EXERCISE TASK:
Copy out word for word the lines from the one containing "below contains wispy" through the one containing "0, 1, 525, 183", including both, and leave the pictures out of your answer.

::::::::::

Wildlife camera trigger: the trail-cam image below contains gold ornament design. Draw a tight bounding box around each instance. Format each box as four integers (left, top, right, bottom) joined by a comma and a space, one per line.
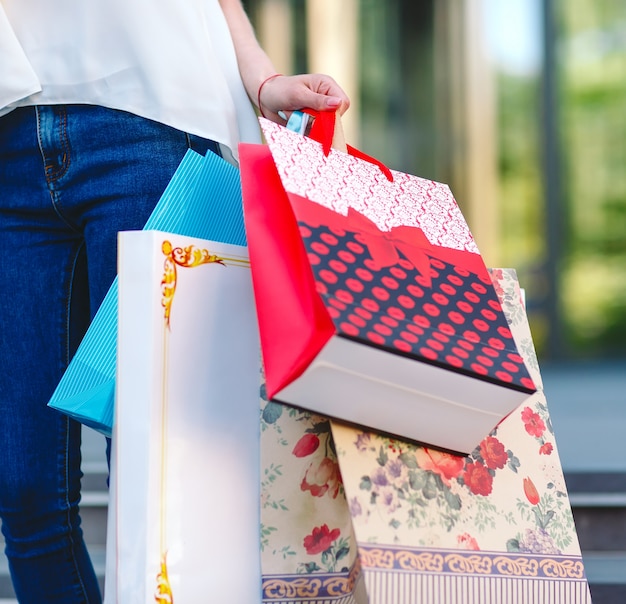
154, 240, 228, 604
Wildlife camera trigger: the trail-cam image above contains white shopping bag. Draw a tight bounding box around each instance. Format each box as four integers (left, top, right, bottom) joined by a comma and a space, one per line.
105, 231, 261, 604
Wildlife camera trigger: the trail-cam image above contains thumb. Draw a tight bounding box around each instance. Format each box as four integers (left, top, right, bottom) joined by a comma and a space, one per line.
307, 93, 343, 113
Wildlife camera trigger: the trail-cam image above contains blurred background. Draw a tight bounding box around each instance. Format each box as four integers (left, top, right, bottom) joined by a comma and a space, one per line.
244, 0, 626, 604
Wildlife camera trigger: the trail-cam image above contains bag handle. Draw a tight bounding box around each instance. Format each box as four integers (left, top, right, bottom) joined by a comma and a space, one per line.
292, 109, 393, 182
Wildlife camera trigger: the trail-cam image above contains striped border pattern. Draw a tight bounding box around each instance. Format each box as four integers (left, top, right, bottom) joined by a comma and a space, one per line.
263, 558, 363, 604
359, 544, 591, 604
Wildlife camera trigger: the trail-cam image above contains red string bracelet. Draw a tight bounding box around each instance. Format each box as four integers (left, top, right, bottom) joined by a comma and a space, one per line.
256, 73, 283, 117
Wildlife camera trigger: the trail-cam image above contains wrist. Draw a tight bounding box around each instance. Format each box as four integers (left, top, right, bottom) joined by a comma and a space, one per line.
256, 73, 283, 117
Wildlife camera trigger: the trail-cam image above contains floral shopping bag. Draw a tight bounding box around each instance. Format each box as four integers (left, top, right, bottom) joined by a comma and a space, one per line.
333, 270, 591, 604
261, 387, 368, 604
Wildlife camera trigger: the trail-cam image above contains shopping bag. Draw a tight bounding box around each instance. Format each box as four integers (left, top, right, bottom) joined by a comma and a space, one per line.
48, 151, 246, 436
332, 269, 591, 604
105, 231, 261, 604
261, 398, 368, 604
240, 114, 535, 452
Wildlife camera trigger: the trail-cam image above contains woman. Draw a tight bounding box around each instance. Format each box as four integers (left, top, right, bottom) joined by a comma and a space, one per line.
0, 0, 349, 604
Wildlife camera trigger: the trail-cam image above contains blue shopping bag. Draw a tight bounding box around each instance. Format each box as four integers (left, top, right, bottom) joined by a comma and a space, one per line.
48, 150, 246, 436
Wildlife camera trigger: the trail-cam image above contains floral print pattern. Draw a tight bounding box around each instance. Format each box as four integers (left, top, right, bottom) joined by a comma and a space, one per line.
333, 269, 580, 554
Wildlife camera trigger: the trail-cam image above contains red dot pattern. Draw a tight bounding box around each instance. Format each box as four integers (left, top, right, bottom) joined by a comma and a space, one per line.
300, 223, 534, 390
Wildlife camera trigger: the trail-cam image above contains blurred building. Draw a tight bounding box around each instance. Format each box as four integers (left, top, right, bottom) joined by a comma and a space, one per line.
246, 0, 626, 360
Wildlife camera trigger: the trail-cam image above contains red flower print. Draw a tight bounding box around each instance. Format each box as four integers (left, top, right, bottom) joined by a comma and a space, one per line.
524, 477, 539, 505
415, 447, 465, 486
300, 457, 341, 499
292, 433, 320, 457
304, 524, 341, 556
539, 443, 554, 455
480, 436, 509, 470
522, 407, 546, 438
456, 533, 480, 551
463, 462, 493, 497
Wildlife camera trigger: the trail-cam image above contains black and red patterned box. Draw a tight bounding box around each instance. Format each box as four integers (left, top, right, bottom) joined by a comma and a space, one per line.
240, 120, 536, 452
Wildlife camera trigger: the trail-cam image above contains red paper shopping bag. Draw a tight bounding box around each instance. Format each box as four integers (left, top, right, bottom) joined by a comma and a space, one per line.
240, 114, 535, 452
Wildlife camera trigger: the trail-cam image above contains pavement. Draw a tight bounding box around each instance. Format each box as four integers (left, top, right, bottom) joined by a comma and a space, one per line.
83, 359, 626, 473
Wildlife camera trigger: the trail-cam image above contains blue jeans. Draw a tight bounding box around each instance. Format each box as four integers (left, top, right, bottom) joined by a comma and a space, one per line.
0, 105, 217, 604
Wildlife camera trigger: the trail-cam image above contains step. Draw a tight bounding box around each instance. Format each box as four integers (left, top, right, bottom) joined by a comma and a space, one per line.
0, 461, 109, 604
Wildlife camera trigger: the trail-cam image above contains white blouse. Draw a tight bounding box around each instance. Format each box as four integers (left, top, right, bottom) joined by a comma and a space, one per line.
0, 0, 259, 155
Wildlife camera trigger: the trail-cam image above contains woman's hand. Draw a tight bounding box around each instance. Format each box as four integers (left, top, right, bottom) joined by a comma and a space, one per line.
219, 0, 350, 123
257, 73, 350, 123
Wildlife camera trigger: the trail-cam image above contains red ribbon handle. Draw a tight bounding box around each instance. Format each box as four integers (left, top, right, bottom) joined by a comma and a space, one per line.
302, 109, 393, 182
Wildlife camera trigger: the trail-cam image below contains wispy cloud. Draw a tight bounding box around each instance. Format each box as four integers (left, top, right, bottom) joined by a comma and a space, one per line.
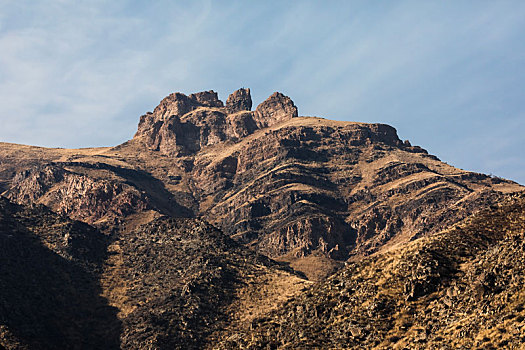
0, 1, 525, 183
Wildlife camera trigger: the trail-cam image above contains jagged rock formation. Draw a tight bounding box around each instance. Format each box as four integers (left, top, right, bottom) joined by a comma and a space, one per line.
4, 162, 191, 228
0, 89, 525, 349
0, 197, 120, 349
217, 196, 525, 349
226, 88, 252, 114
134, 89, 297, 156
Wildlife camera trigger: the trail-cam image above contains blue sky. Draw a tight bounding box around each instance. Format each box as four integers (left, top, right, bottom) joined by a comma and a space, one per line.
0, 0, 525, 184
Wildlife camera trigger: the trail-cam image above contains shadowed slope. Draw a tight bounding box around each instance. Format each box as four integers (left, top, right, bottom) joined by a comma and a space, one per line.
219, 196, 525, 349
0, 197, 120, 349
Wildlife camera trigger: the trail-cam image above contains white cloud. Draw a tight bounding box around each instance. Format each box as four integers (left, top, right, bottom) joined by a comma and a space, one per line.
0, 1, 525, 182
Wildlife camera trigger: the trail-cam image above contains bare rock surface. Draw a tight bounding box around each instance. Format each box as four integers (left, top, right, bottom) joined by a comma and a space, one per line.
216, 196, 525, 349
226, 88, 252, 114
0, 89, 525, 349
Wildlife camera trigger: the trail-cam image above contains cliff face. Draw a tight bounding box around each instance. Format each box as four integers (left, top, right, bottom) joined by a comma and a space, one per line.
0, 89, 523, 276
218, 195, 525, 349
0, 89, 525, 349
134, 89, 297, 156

::::::::::

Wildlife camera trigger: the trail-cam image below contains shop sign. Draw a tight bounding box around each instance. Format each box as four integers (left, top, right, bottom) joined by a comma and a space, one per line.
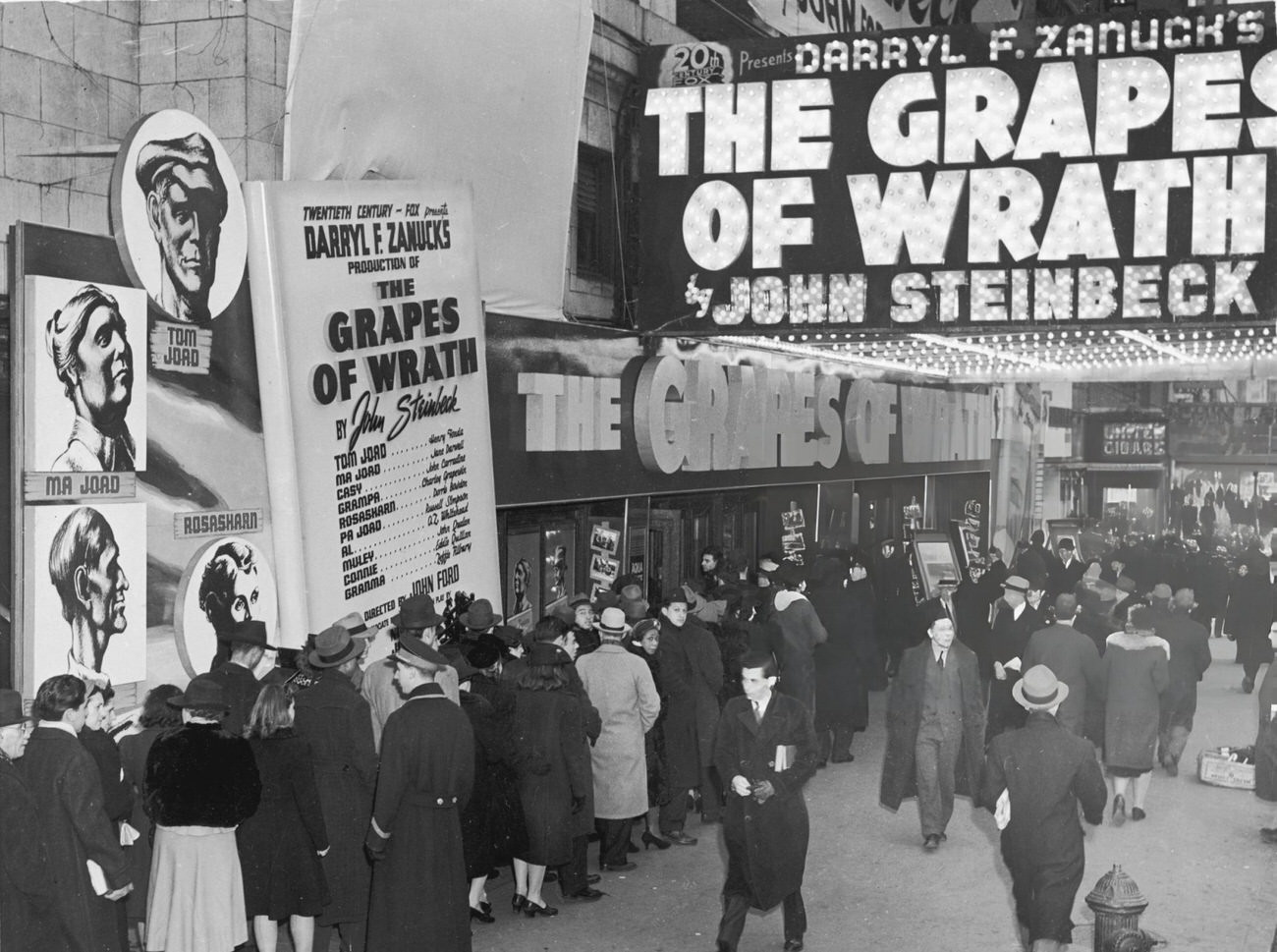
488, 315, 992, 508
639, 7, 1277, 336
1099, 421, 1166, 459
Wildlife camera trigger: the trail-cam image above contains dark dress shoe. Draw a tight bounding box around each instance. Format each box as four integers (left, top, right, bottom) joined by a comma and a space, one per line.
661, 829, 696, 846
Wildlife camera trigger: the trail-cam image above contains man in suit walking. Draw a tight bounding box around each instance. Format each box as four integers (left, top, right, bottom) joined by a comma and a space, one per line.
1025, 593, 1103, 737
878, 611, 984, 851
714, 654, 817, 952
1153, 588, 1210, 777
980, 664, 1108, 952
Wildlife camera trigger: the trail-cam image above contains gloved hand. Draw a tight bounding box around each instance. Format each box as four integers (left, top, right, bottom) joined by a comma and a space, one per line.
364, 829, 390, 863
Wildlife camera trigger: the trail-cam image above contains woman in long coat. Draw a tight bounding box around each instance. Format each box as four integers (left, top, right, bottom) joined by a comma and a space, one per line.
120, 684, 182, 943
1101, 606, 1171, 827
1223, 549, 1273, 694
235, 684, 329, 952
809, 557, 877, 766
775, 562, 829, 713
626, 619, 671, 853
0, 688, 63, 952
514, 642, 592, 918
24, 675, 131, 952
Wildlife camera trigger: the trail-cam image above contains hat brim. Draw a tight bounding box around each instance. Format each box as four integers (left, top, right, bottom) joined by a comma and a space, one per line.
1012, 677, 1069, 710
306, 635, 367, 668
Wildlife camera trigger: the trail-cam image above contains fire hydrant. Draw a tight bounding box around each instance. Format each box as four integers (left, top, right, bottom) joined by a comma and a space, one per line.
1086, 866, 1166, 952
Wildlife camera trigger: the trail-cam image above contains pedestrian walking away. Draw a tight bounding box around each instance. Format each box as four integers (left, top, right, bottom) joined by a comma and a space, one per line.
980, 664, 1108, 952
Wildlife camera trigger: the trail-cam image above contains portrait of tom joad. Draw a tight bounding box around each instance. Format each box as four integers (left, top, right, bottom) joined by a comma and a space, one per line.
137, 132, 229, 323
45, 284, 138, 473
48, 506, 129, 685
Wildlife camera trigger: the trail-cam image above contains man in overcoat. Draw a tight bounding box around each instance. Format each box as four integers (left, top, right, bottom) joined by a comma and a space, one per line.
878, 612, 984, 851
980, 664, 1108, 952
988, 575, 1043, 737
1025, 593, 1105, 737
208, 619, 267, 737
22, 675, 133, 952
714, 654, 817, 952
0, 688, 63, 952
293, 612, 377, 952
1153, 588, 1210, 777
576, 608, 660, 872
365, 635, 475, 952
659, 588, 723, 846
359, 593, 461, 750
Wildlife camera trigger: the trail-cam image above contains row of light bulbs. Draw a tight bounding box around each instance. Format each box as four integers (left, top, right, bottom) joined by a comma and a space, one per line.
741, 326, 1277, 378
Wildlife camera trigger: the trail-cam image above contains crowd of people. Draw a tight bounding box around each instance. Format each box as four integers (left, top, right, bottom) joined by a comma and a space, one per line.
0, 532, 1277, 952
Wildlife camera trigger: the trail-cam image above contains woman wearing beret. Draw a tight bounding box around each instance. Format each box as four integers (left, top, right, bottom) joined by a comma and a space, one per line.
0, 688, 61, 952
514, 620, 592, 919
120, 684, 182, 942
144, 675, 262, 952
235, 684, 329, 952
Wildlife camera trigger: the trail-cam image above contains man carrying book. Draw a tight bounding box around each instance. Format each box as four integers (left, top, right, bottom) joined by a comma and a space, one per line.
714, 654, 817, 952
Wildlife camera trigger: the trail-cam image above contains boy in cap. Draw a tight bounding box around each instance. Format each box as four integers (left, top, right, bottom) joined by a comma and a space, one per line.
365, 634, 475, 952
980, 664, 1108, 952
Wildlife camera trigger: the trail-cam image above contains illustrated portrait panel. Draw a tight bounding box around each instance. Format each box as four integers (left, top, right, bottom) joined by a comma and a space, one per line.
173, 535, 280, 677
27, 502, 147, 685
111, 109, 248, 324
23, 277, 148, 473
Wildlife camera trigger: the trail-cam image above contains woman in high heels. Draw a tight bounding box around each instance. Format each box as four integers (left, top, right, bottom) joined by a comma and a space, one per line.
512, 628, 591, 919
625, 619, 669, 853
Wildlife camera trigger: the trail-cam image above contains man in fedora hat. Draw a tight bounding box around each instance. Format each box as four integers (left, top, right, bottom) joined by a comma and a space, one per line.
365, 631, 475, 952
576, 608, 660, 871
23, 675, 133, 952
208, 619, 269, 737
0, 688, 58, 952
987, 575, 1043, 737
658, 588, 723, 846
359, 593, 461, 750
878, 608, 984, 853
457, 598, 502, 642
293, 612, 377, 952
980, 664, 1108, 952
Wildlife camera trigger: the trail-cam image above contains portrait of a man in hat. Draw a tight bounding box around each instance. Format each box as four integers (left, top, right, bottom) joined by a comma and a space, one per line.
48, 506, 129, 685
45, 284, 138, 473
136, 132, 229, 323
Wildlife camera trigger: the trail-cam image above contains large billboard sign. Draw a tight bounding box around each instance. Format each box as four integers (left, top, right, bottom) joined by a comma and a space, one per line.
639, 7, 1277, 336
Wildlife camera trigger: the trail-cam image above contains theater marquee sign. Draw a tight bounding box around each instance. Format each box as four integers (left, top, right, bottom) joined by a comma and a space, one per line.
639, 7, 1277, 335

::::::::::

EXERCISE ANSWER:
Wildlife camera trigger: the trail-cam image below contains wispy cloud. Draw a tight bounding box around each instance. Format each box as four integers (left, top, right, bottom) joined by a comma and a space, one per line.
0, 1, 525, 183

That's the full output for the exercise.